Prompt:
Write out the listing below again, precisely as it is given.

** START **

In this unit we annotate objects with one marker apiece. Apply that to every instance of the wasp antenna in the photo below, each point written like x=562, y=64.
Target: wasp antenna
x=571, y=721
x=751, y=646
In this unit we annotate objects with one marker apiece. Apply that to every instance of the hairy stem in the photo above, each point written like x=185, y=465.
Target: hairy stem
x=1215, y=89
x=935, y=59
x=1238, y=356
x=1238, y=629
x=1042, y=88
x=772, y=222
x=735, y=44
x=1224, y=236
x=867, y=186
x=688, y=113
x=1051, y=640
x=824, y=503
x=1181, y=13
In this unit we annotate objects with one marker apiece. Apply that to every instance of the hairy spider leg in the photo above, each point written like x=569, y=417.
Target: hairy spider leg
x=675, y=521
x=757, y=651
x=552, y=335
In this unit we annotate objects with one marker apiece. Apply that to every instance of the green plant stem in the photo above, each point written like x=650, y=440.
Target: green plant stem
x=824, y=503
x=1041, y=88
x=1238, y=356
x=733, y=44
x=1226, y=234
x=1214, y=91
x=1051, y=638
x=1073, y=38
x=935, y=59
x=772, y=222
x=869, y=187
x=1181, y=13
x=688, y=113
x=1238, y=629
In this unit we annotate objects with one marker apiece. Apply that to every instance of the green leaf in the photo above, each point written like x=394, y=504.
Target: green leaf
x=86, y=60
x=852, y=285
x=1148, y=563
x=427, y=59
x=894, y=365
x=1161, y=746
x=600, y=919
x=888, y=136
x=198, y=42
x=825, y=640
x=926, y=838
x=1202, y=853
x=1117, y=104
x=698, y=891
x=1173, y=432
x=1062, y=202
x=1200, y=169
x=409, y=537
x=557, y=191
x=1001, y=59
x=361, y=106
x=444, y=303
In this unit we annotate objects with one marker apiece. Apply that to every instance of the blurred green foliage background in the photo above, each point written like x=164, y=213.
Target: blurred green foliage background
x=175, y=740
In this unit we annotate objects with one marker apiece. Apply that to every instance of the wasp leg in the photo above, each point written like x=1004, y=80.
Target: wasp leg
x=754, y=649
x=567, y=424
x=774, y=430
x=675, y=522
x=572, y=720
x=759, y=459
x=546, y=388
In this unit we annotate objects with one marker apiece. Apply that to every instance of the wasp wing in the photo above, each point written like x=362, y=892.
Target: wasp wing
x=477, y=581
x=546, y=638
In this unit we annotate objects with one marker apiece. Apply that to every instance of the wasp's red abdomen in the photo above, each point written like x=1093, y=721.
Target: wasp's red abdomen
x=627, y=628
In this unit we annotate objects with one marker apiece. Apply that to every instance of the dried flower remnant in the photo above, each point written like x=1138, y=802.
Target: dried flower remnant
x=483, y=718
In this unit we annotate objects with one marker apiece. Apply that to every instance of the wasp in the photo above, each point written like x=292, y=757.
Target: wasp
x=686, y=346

** END **

Exercise answer:
In this unit we annotate objects with one marker apiece. Apply that to every instance of the wasp antenna in the photo below, each point written like x=562, y=64.
Target: wasp antenna
x=571, y=721
x=751, y=646
In this unit we annotate objects with one marker apiece. Apply that to every instance of the hairy stem in the photo above, each point written like x=185, y=465.
Target: hairy stem
x=1215, y=89
x=935, y=59
x=1238, y=356
x=1238, y=629
x=1042, y=88
x=772, y=222
x=735, y=44
x=1224, y=236
x=867, y=186
x=688, y=113
x=1051, y=640
x=824, y=503
x=1181, y=13
In this unit we annotate objects with one marker apiece. Apply that to every instance of the hairy spider leg in the photo above, each point written like x=569, y=417.
Target: hairy spider leg
x=675, y=521
x=757, y=651
x=552, y=335
In this unit we annotate objects with one marker apiece. Apply that to every instance of the green plant stem in the photo above, each point written like x=650, y=440.
Target: green plant stem
x=824, y=503
x=1041, y=88
x=1238, y=356
x=733, y=44
x=1226, y=234
x=1214, y=91
x=1051, y=638
x=1073, y=38
x=935, y=59
x=772, y=222
x=869, y=187
x=1181, y=13
x=688, y=113
x=1238, y=629
In this unit we annotate objects with one marker apiece. Apply that to every instance of the green leaf in the photo above, each point written like x=394, y=504.
Target: green leaf
x=86, y=60
x=852, y=285
x=1148, y=563
x=427, y=59
x=894, y=365
x=1161, y=746
x=600, y=919
x=888, y=136
x=198, y=42
x=825, y=640
x=926, y=838
x=1202, y=853
x=1117, y=104
x=698, y=891
x=1173, y=432
x=1062, y=202
x=1200, y=169
x=409, y=537
x=557, y=191
x=1001, y=59
x=361, y=106
x=444, y=303
In this unit we annotate objects with one marker apiece. Apply that to every instance of the blurred green foliage background in the photo above, each point written like x=164, y=213.
Target: blurred green foliage background
x=175, y=740
In this unit we annotate objects with one marker apiece. Apply that to every instance of the wasp leg in the photo above, each point written like x=1004, y=80.
Target: wasp leg
x=754, y=649
x=567, y=424
x=774, y=430
x=675, y=522
x=572, y=720
x=759, y=459
x=546, y=388
In this unit we annotate objects with one marker apiece. Apply that to every instance of the wasp wing in the photo above, each point written like x=362, y=892.
Target: wasp wing
x=477, y=581
x=546, y=638
In this unit we annotate objects with one marker apiece. Apply that to every instance of the wasp's red abdomen in the photo above, each point written like x=1093, y=721.
Target: wasp's red abdomen
x=627, y=628
In this unit we annotate objects with one marker apiece. Apply that to every instance of the dried flower remnant in the photo above, each point written like x=1138, y=802.
Target: dried flower remnant
x=483, y=718
In this unit we annotate objects with one marker apiece. Apply that to every instance of the wasp in the photo above, each point written like x=292, y=757.
Target: wasp
x=686, y=346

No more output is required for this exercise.